Collected data entries
=-=-=
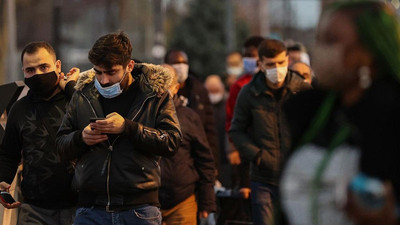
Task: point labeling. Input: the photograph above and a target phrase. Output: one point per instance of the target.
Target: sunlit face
(40, 62)
(214, 85)
(294, 56)
(336, 52)
(113, 75)
(234, 60)
(303, 70)
(280, 60)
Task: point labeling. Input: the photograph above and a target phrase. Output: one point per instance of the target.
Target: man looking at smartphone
(117, 172)
(30, 136)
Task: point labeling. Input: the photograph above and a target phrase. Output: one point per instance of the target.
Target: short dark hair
(271, 48)
(294, 48)
(33, 47)
(111, 49)
(253, 41)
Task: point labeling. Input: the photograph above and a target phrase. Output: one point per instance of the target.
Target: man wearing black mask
(30, 132)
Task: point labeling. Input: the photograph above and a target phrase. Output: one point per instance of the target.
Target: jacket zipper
(107, 162)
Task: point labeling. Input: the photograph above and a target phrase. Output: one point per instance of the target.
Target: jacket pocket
(269, 160)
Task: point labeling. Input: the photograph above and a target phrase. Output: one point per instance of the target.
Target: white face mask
(182, 71)
(110, 91)
(215, 97)
(276, 75)
(234, 70)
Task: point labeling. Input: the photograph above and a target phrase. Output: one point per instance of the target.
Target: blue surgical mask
(110, 91)
(250, 65)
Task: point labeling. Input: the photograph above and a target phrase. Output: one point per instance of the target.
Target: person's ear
(131, 65)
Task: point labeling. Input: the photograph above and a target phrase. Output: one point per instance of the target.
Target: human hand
(73, 74)
(245, 192)
(92, 136)
(203, 214)
(113, 124)
(234, 158)
(362, 216)
(6, 187)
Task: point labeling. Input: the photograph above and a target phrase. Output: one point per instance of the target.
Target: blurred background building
(206, 29)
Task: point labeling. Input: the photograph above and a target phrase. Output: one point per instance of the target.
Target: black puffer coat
(125, 172)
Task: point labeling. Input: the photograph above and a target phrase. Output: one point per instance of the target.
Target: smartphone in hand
(6, 197)
(93, 119)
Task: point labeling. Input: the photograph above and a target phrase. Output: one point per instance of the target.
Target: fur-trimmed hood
(156, 77)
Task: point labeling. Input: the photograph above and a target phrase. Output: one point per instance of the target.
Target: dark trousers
(30, 214)
(262, 198)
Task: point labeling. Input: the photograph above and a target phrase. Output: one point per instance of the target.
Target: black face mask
(42, 85)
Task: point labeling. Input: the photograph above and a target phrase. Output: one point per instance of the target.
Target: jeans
(262, 197)
(146, 215)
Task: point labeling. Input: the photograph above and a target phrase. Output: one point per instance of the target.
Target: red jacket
(233, 93)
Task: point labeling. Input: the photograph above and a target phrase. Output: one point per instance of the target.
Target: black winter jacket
(191, 169)
(259, 129)
(126, 172)
(30, 135)
(198, 100)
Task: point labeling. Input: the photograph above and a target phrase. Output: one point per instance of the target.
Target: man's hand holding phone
(5, 197)
(93, 136)
(112, 124)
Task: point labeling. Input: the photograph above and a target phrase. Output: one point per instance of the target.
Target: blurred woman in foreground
(345, 168)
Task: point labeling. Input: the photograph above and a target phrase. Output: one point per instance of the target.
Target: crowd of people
(273, 140)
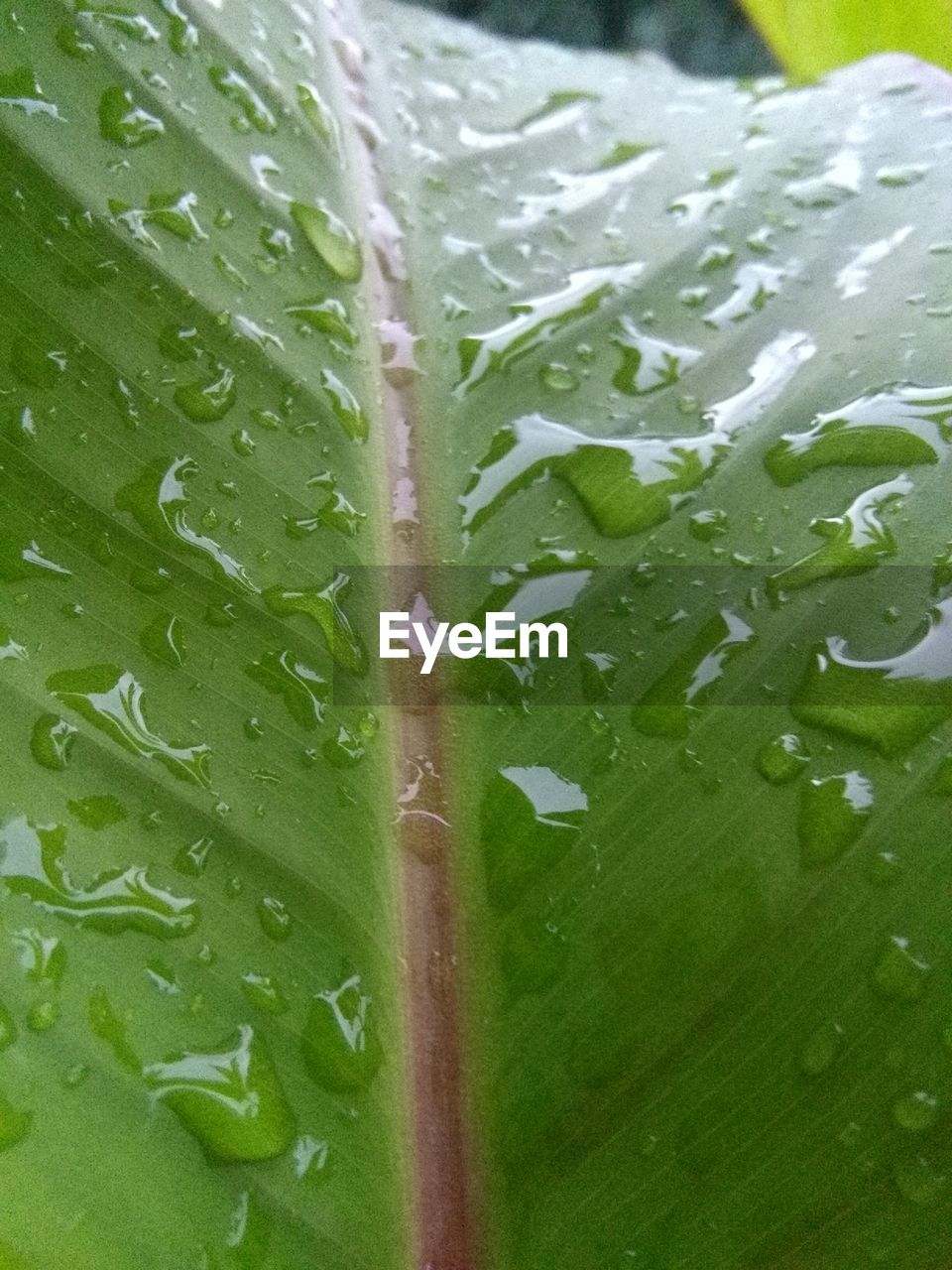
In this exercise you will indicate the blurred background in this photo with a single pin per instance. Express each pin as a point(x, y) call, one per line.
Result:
point(707, 37)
=-=-=
_Problem description_
A faithful, complete copy of the records above is required, one that contains no pictures.

_Expected output_
Task: point labeling. Input: the photograph above and a target phrase. Output: one point per instance of the target.
Target: sunlit face
(40, 62)
(214, 85)
(294, 56)
(336, 52)
(113, 75)
(234, 60)
(303, 70)
(280, 60)
Task: point labeling. Input: the photograph above and a target phrase. Output: one point per instance of the target.
Target: man looking at smartphone
(117, 172)
(30, 136)
Task: point labeling. Input: the photograph above and a target phrase. Output: one point per instance of the target.
Target: short dark hair
(271, 48)
(294, 48)
(33, 47)
(111, 49)
(253, 41)
Task: point labeling. Input: the photograph above and a target phrase. Output: one point per instance of the target.
Target: man wearing black mask
(30, 132)
Task: point labeling. Input: the photograph above and a target phrase. Output: one point per instance of the target.
Target: jacket zipper
(107, 162)
Task: point labeling. Input: the photograph above and a target phrase. Output: one point per instance of the target.
Target: jacket pocket
(269, 160)
Task: point labeling. Input: the photograph above and a target phrase. Output: one point per instance of the target.
Target: white face mask
(182, 71)
(110, 91)
(215, 97)
(276, 75)
(234, 70)
Task: point labeling. Input: the photograph above and a target phrase. Output: one point per instance of the target.
Target: blue surgical mask
(110, 91)
(250, 65)
Task: point labeling. Input: the photograph above and a target phrase. Output: one point per instance of the target.
Target: person's ear
(131, 65)
Task: point labeling. Input: the photograph above and a target phrase. Output: one point per instance of the target.
Target: human hand
(73, 74)
(245, 192)
(92, 136)
(203, 214)
(113, 124)
(234, 158)
(362, 216)
(6, 187)
Task: point labeling. Input: the photograph above and a target phrase. Output: one point per instance of the target.
Target: blurred background building
(206, 29)
Task: point labeling. Input: the photograph above and a target phrase. Output: one point per instance of the target.
Target: black puffer coat
(125, 172)
Task: point labeling. Input: the photograph above and a target phrase. Output: one point per instance of the target.
Target: smartphone in hand
(6, 197)
(93, 119)
Task: point labeling. Input: the photograph above and a target phrase. Output: one point per instance of the target.
Target: fur-trimmed hood
(156, 77)
Task: point labeling. Input: the photograph above and a target phrase. Output: one point per instance of the target.
Target: dark trousers
(30, 214)
(262, 198)
Task: point labeling. Input: the photograph above and a target phrase. Output: one point per instance of the target.
Target: black face mask
(42, 85)
Task: point labeling. Input: the photograph above and a target phrase. Output: one point per instance of the target.
Target: jeans
(262, 197)
(146, 215)
Task: point labeling. Input: the photograph above and a target phrase. Output: one point per instance of the target.
Target: red jacket
(233, 93)
Task: point labeling. Input: the photograph above and a target phrase. Output: one point per instance of the target.
Target: black winter jacket
(191, 169)
(259, 129)
(126, 172)
(30, 135)
(198, 100)
Task: point labeling. Input: the photograph above and a target phrase. Output: one point per instance of the target.
Target: man's hand holding phone
(5, 197)
(93, 136)
(112, 124)
Task: point labeling. Input: the photograph above and a target phrase. Output: one point per instance of the target.
Target: blurred woman in foreground
(345, 168)
Task: point labeling. Input: the photograph above and a target phrase. Output: one point per instance of the target.
Target: crowd of people
(273, 140)
In this exercise you will indicate the blurred background in this photo with a single pin per instance. Express each pin as a point(x, y) call, one per line.
Result:
point(707, 37)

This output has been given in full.